▶ **Exercise task A**
In the Rust discussion, what is given as Rust's current slogan?
▶ **Exercise task B**
Copy out everything in the Rust discussion from "From the very" down to "least not exclusively.".

▶ **Text block**
If (if!) Rust's mission was to replace C++, that would be a mistake.

That's pretty obvious, right? You decide to replace C++. You make a language which isn't a great C++ replacement. You attract users who aren't C++ programmers. They aren't interested in the things C++ programmers are interested in. You build features which don't appeal to C++ programmers. Lather, rinse, repeat.

I think at this point, in practice, Rust's goal isn't to replace C++. It's to become a better Rust.



That’s mission was never to replace C or C++, it’s true.

From the very first introduction of Rust to the world: “a complied, concurrent, safe systems language.”

Then it was “memory safety without garbage collection”.

Now it’s “A language empowering everyone to build reliable and efficient software.”

Sure there is domain and design overlap, but the goal was never explicitly attracting C or C++ programmers. At least not exclusively.


There was a mission statement before any of those that went something along the lines of: "Be much better at building a browser with than c++ is"

That is still Mozilla's main angle on Rust, but Rust has grown much beyond Mozilla, so this is just history now as you describe.


> They aren't interested in the things C++ programmers are interested in.

This assumption only holds if people didn't want to do systems programming before. Many people who wanted to do it crashed into C++ and then said "yeah okay, not for me", which calls this into question.

▶ **Record excerpts**
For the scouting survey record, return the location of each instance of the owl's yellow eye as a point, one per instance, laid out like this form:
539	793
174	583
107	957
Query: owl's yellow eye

▶ **Worked solution A**
"A language empowering everyone to build reliable and efficient software."

▶ **Worked solution B**
From the very first introduction of Rust to the world: “a complied, concurrent, safe systems language.”

Then it was “memory safety without garbage collection”.

Now it’s “A language empowering everyone to build reliable and efficient software.”

Sure there is domain and design overlap, but the goal was never explicitly attracting C or C++ programmers. At least not exclusively.